_Objective_
Reproduce the lines between the one holding "floating buoy line." and the one holding "[276,138,292,150]", inclusive, keeping the requests as they are and scaling every bounding-box coordinate in the answers by 2.5, rounded to whole numbers with halves rounded up.

[Dataset records]
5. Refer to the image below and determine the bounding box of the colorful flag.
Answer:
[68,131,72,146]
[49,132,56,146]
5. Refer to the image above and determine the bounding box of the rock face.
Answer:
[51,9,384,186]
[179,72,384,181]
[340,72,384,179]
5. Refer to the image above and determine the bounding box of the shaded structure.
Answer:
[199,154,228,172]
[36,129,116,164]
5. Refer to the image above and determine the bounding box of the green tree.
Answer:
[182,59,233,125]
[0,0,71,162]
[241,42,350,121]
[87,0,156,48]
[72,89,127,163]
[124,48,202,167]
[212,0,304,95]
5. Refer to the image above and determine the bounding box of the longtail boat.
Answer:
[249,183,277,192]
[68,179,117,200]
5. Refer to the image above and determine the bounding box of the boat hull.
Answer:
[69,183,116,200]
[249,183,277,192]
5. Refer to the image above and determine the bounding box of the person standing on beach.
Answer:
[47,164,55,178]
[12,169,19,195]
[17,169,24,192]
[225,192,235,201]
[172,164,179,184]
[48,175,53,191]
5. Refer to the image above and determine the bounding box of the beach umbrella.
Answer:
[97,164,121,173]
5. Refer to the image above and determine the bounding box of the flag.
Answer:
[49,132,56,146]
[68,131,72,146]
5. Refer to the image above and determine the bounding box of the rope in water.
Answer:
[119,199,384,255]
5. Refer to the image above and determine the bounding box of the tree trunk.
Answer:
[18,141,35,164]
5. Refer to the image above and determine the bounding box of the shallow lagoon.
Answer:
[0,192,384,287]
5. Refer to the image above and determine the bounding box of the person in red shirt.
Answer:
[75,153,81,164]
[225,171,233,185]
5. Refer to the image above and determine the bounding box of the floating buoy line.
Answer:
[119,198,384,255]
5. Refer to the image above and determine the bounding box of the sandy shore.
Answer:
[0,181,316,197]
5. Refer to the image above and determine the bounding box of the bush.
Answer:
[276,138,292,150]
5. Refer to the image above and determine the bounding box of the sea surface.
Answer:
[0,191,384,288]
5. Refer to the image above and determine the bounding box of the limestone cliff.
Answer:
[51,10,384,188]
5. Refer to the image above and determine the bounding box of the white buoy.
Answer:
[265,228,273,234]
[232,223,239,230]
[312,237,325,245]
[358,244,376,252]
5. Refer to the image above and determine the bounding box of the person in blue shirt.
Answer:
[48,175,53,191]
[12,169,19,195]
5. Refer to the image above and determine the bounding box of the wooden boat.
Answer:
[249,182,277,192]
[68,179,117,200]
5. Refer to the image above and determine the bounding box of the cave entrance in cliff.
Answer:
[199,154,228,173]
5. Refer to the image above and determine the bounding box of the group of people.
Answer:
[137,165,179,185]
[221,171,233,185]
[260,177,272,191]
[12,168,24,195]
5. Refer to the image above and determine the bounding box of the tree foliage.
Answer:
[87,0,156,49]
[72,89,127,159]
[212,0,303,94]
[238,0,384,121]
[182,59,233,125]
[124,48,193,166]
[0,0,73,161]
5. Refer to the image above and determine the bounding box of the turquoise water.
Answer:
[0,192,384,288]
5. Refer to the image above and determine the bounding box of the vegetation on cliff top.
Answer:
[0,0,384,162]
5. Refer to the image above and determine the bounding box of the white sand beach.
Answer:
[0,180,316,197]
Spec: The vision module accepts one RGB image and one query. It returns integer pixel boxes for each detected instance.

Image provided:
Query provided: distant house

_Solved exercise_
5. Refer to the image above and determine the bounding box of the floating buoy line.
Answer:
[298,495,960,638]
5. Refer to the image above and determine the bounding box of the sandy shore.
Answer:
[0,453,790,493]
5. Refer to the image above and determine the bounding box of the bush.
Answer:
[690,345,730,375]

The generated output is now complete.